# [Material for this task]

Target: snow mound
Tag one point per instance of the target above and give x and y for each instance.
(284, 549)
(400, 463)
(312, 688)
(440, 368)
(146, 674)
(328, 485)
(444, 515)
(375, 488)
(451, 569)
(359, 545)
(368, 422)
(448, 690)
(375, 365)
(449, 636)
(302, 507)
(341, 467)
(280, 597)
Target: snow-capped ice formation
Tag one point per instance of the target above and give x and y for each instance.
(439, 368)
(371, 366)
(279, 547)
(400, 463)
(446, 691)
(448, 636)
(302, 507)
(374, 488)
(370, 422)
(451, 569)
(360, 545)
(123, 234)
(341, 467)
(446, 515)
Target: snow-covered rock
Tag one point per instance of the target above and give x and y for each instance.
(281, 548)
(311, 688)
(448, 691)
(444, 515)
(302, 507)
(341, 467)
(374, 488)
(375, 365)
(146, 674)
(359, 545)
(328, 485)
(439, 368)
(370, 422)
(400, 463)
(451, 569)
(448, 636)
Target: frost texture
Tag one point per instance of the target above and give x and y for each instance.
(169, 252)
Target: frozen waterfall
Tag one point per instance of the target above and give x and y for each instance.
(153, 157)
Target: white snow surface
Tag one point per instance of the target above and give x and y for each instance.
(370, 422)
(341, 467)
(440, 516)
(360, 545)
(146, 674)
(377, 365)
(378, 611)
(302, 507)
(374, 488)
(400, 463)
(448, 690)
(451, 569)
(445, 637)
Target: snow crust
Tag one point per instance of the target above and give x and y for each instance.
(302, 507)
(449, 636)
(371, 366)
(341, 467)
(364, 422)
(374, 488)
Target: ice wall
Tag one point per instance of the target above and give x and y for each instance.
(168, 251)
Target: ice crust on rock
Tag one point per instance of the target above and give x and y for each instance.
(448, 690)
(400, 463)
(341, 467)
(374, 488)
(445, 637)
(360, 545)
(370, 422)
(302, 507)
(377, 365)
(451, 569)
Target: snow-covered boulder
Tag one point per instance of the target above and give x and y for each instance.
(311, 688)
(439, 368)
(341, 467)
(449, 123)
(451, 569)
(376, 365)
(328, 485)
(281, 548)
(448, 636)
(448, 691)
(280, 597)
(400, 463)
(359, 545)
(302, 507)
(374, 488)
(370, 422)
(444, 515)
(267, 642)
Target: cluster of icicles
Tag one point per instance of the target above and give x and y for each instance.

# [What is asked]
Write out all of the material above again, substituting "Mark" for "Tag" at each occurrence and leaving everything else unchanged.

# [Solution for this task]
Target: snow mound
Mark one point per instance of the target above and give x and y for each instance.
(284, 549)
(400, 463)
(312, 688)
(440, 368)
(146, 674)
(328, 485)
(444, 515)
(375, 488)
(451, 569)
(359, 545)
(368, 422)
(448, 690)
(375, 365)
(449, 636)
(302, 507)
(341, 467)
(280, 597)
Target: snow-capped ice formation
Mark one point per instance of the target above and give x and y for each instance.
(439, 368)
(371, 366)
(279, 547)
(400, 463)
(446, 691)
(448, 636)
(302, 507)
(374, 488)
(370, 422)
(451, 569)
(360, 545)
(123, 234)
(341, 467)
(446, 515)
Target: snow-covered rock
Mark one point per instance of the target above and give x and y for each instance.
(281, 548)
(311, 688)
(448, 691)
(444, 515)
(302, 507)
(341, 467)
(374, 488)
(375, 365)
(146, 674)
(359, 545)
(328, 485)
(439, 368)
(370, 422)
(400, 463)
(451, 569)
(448, 636)
Target: frost texture
Mark one point per instance of the target above and give x and y for each instance.
(169, 252)
Target: frozen waterfall
Mark one point per instance of the target above and give x and y for each instance.
(153, 157)
Target: white snow surface
Mark one point per instance of the target above and give x and y for each instance.
(370, 422)
(341, 467)
(440, 516)
(360, 545)
(146, 674)
(377, 365)
(378, 611)
(302, 507)
(374, 488)
(400, 463)
(448, 690)
(451, 569)
(445, 637)
Target: snow crust
Mark one point per instance of the target above and give x and y for each instance.
(302, 507)
(449, 636)
(371, 366)
(341, 467)
(364, 422)
(374, 488)
Target: ice wall
Mark one point per instance of the target above and give x and y for each instance.
(168, 251)
Target: ice crust on rock
Mark one point per instance of the target above and give x and y for each instance.
(448, 690)
(400, 463)
(341, 467)
(374, 488)
(445, 637)
(360, 545)
(370, 422)
(302, 507)
(377, 365)
(451, 569)
Target: snow-covered boulder
Mark one point per instance of the target above and give x and y for each instance.
(311, 688)
(439, 368)
(341, 467)
(449, 123)
(451, 569)
(376, 365)
(328, 485)
(281, 548)
(448, 636)
(448, 691)
(280, 597)
(400, 463)
(359, 545)
(302, 507)
(374, 488)
(370, 422)
(444, 515)
(267, 642)
Target: cluster of icicles
Mark one point per instance of the target above and give x and y for each instance.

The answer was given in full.